[Rows of box annotation data]
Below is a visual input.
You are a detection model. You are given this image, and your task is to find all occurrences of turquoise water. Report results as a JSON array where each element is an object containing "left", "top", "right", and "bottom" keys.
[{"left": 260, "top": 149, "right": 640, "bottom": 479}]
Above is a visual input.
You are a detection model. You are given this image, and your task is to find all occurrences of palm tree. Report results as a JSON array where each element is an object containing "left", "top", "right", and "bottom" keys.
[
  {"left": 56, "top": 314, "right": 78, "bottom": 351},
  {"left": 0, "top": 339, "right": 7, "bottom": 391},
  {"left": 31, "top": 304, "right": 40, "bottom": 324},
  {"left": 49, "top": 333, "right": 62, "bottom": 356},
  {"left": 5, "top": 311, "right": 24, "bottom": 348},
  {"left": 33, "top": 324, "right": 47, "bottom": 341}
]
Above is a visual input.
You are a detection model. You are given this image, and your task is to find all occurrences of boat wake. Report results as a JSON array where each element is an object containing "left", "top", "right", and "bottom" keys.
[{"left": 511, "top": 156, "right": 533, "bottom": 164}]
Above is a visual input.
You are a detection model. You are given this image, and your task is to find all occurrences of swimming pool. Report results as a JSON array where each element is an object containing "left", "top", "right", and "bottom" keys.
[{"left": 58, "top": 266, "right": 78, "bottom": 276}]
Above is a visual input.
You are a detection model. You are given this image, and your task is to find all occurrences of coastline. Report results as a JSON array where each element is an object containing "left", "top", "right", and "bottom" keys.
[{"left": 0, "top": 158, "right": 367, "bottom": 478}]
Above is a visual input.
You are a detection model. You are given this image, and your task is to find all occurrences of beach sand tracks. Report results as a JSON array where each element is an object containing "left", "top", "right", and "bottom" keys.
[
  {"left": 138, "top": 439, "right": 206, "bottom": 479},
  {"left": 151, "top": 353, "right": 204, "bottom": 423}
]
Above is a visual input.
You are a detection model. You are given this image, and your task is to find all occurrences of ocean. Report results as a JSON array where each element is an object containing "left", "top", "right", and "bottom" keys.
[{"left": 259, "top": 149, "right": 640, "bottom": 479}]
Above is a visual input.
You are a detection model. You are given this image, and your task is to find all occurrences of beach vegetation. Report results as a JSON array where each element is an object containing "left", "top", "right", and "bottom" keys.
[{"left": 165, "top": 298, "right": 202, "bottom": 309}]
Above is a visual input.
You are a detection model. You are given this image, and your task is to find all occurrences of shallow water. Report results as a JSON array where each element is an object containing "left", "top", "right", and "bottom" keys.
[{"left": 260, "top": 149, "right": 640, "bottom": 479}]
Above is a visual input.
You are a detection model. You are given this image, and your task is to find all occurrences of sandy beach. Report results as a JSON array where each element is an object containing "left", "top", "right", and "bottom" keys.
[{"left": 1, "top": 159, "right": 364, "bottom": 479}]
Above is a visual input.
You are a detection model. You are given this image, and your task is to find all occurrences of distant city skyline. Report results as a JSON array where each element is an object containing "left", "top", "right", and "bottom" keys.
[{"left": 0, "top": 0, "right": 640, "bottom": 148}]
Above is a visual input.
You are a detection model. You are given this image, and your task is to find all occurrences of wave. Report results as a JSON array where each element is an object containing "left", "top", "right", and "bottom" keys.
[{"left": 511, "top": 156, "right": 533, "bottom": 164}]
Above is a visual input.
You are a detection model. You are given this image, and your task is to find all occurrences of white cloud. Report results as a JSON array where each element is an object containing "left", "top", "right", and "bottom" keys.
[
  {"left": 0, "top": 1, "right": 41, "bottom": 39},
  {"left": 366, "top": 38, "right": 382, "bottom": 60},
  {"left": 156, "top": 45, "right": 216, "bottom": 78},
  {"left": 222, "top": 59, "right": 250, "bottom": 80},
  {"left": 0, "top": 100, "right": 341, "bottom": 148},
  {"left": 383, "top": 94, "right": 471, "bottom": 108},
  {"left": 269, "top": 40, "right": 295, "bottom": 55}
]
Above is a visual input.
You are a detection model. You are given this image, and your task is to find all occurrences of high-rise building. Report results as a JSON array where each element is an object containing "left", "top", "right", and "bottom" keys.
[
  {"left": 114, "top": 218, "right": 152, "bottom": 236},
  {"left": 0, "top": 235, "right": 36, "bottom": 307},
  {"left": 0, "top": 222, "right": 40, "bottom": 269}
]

#### Requirements:
Reproduce the data in full, exactly as presented.

#### Written answer:
Below is a visual input.
You are a detection model. You are given this image, and your task is to find all occurrences of turquoise water. Report results as a JSON array where each element is an object containing "left", "top", "right", and "bottom" keys.
[{"left": 260, "top": 149, "right": 640, "bottom": 479}]
Above is a visual input.
You are a detection model. You are given this image, and your task is to find all occurrences of palm tree. Report results as a JSON array where each element is an object containing "left", "top", "right", and "bottom" keys.
[
  {"left": 56, "top": 314, "right": 78, "bottom": 351},
  {"left": 0, "top": 339, "right": 7, "bottom": 391},
  {"left": 31, "top": 304, "right": 40, "bottom": 324},
  {"left": 49, "top": 333, "right": 62, "bottom": 356},
  {"left": 5, "top": 311, "right": 24, "bottom": 348},
  {"left": 33, "top": 324, "right": 47, "bottom": 341}
]
Above is a visual input.
You are a detection model. You are given this image, and your task is to find all occurrences of boat wake. Report results as a JSON array where each element is an object containing "left", "top", "right", and "bottom" keys.
[{"left": 511, "top": 156, "right": 533, "bottom": 164}]
Above is a visual input.
You are a detection model. You are given this image, and your task is to find all occurrences of swimming pool. Report results as a JSON array where each element is an object containing "left", "top", "right", and "bottom" keys.
[{"left": 58, "top": 266, "right": 78, "bottom": 276}]
Above is a visual input.
You are a detection model. You are given this image, and your task is to find all occurrences of coastline. Report results as a JSON array where each element is an object containing "left", "top", "right", and "bottom" keys.
[{"left": 0, "top": 158, "right": 367, "bottom": 478}]
Above is a visual input.
You are a detection model. You are given this image, and your task is to find all occurrences of beach sand tracks. Report results as a JSON array where each element is an object containing "left", "top", "right", and "bottom" keys.
[
  {"left": 138, "top": 439, "right": 206, "bottom": 479},
  {"left": 151, "top": 353, "right": 204, "bottom": 423}
]
Above is a visual input.
You are a detection model. You are given this image, and your task is to find all occurrences of ocean. Report results as a JSON array where each element is an object containing "left", "top", "right", and "bottom" keys.
[{"left": 259, "top": 149, "right": 640, "bottom": 479}]
Above is a visual input.
You are a detection model. You are given this image, and your task is to find all occurrences of beach vegetation. Report results as a JSON array where each element is an object containing "left", "top", "right", and "bottom" keys.
[{"left": 165, "top": 298, "right": 202, "bottom": 309}]
Above is a visual input.
You are a detection model. You are given this image, and your task is to find all occurrences of shallow water. Report results as a JSON array where each element is an object containing "left", "top", "right", and "bottom" keys.
[{"left": 260, "top": 149, "right": 640, "bottom": 479}]
Above is a visual input.
You are a detection model. You are given this image, and your task is to find all occurrences of sandy beach. Report results as a JSON array where each element is an object containing "left", "top", "right", and "bottom" keys.
[{"left": 1, "top": 159, "right": 364, "bottom": 479}]
Above is a visual input.
You are a detection model. You are given this image, and your task is to find all occurrences of distant city skyline. Report results as a JSON array where each element is an object containing "left", "top", "right", and "bottom" keys.
[{"left": 0, "top": 0, "right": 640, "bottom": 148}]
Above is a visual input.
You are a detection model. You are given this image, and your task is to find all occurrences of wave. Report results as a JSON array where each element is an object containing "left", "top", "right", and "bottom" keys.
[{"left": 511, "top": 156, "right": 533, "bottom": 164}]
Above is a visual input.
You are a detection model. You are given this image, and your task is to find all occurrences of white cloud. Report results as a JSON array where each element is an object containing "left", "top", "right", and "bottom" keys.
[
  {"left": 0, "top": 1, "right": 41, "bottom": 39},
  {"left": 366, "top": 38, "right": 382, "bottom": 60},
  {"left": 156, "top": 45, "right": 216, "bottom": 78},
  {"left": 222, "top": 59, "right": 250, "bottom": 80},
  {"left": 0, "top": 100, "right": 341, "bottom": 148},
  {"left": 383, "top": 94, "right": 471, "bottom": 108},
  {"left": 269, "top": 40, "right": 295, "bottom": 55}
]
Above is a visual input.
You are a detection model. You are given this image, and your task is to find all occurrences of high-rise building. Report results as a JSON array where each element is an object containing "left", "top", "right", and "bottom" keys.
[
  {"left": 114, "top": 218, "right": 152, "bottom": 236},
  {"left": 0, "top": 235, "right": 36, "bottom": 307},
  {"left": 0, "top": 222, "right": 40, "bottom": 269}
]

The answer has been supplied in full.